Dataset extract —

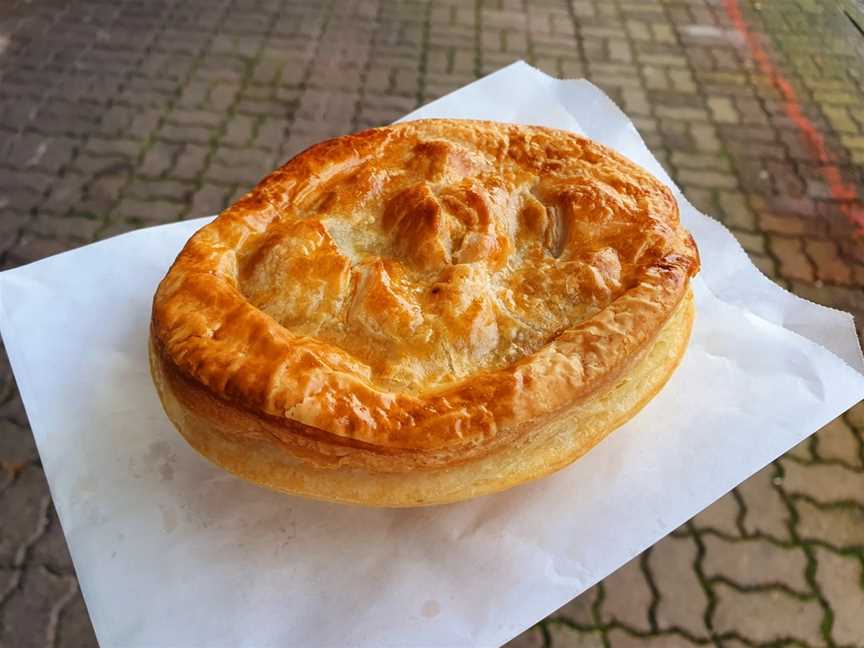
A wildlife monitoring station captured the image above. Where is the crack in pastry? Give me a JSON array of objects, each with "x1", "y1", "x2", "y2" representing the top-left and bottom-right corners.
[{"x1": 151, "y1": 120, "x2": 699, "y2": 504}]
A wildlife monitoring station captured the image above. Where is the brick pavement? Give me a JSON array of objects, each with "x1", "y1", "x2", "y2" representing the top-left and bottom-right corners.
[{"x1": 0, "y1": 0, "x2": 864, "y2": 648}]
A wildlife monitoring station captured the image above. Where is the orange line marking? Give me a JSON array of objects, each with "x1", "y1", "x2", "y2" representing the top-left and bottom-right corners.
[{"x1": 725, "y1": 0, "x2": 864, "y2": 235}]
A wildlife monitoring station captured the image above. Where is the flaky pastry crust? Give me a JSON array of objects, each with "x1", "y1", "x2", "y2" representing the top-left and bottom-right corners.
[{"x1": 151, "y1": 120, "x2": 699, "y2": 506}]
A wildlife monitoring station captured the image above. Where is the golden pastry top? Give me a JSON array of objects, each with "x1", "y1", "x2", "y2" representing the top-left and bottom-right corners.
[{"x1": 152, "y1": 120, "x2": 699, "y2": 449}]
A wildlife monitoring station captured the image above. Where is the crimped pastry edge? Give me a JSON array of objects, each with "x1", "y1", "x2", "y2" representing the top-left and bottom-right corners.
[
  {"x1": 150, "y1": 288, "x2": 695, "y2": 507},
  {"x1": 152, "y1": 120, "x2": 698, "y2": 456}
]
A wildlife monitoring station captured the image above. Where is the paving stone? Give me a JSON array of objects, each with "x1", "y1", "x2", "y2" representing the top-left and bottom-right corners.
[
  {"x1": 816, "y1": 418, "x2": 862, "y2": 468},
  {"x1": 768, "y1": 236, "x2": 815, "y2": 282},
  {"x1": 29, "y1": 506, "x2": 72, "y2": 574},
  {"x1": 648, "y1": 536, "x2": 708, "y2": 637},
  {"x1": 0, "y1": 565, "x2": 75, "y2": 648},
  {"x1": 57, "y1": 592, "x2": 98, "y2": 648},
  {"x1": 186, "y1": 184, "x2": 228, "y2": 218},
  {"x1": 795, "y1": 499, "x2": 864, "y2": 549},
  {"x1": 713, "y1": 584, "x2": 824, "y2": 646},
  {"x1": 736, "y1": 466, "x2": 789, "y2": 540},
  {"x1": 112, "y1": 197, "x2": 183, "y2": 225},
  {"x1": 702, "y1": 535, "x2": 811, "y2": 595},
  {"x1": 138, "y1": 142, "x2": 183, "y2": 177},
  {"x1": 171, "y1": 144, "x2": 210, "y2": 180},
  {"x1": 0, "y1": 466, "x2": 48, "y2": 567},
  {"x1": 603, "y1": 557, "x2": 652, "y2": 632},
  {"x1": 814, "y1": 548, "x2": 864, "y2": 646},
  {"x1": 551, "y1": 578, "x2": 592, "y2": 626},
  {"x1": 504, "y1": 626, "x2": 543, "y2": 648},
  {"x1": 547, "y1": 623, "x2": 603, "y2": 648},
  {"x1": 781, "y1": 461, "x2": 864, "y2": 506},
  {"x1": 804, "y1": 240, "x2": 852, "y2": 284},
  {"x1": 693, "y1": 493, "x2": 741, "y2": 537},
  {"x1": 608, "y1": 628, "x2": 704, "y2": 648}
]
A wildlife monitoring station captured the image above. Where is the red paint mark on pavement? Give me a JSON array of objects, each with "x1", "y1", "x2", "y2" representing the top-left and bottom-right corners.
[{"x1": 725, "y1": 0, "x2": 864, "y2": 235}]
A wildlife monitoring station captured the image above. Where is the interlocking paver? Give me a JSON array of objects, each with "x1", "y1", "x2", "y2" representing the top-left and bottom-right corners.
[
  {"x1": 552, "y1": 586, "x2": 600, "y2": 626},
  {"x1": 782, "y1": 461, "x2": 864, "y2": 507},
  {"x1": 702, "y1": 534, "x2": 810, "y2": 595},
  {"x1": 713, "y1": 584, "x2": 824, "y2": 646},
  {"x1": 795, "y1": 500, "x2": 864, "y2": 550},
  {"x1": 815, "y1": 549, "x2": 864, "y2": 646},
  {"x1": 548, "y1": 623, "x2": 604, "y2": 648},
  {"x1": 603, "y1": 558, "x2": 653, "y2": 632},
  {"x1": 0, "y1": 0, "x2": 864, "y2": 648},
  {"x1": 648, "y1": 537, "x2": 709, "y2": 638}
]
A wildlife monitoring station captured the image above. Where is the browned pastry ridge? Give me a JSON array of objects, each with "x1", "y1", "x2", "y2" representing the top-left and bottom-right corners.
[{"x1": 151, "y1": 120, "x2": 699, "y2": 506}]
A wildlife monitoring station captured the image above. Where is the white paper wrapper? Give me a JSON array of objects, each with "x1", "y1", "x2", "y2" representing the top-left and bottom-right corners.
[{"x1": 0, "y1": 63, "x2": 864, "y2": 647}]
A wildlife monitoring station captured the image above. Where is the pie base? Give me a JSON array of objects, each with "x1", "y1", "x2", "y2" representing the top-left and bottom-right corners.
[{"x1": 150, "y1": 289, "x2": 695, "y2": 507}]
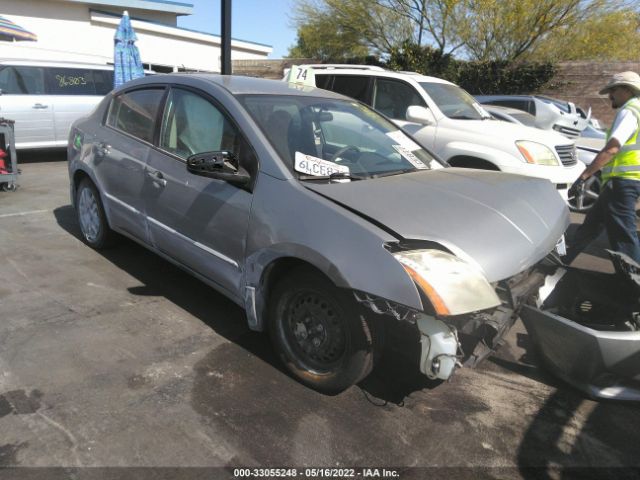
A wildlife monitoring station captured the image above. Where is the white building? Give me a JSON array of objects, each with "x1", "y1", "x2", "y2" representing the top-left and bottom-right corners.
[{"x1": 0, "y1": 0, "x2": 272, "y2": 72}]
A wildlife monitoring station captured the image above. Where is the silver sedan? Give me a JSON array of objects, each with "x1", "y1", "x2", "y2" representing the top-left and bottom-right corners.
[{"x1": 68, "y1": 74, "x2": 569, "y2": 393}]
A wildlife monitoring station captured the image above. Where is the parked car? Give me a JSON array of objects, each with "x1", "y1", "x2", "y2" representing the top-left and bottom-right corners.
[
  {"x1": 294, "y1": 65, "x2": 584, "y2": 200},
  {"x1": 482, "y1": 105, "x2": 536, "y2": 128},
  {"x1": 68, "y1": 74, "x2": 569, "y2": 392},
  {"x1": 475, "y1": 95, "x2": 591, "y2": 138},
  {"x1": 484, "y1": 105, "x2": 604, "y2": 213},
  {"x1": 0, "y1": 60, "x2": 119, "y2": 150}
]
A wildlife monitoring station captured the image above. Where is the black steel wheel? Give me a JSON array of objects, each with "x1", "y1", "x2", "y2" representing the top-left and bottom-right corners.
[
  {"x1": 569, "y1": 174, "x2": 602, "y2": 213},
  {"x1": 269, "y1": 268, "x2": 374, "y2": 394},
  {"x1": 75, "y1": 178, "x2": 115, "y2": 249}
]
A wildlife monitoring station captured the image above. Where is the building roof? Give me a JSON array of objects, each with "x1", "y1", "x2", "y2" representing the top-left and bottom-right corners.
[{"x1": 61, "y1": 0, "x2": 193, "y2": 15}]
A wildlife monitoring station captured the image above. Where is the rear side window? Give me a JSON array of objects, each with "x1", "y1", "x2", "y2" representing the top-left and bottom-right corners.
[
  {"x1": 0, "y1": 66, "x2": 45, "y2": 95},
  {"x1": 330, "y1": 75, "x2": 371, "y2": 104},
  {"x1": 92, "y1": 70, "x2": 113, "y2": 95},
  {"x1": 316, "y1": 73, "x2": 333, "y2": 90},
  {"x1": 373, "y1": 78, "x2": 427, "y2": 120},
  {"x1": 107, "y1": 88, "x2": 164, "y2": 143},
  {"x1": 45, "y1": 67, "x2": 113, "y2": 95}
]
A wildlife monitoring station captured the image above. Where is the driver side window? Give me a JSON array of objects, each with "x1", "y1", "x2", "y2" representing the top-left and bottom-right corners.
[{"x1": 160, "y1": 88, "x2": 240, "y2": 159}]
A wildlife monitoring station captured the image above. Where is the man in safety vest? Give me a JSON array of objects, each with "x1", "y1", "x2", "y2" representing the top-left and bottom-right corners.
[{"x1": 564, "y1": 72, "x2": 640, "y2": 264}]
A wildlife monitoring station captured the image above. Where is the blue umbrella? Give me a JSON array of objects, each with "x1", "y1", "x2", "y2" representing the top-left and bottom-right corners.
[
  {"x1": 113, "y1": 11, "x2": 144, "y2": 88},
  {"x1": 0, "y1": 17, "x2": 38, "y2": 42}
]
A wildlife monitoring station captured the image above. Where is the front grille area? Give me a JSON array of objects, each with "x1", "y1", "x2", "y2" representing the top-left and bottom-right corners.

Task instructions —
List every line in the listing that contains the word "side".

Solved problem —
A wildlife monitoring station captured the image above. Where is the rear side window? Give me a JSON array of objects, each with "x1", "y1", "x2", "y2" representing the top-left and bottom-right corners.
A wildlife monitoring station captured the image above. Where is the driver side window? Give me a JSON array of objects, each with "x1", "y1", "x2", "y2" representing the top-left and bottom-right corners.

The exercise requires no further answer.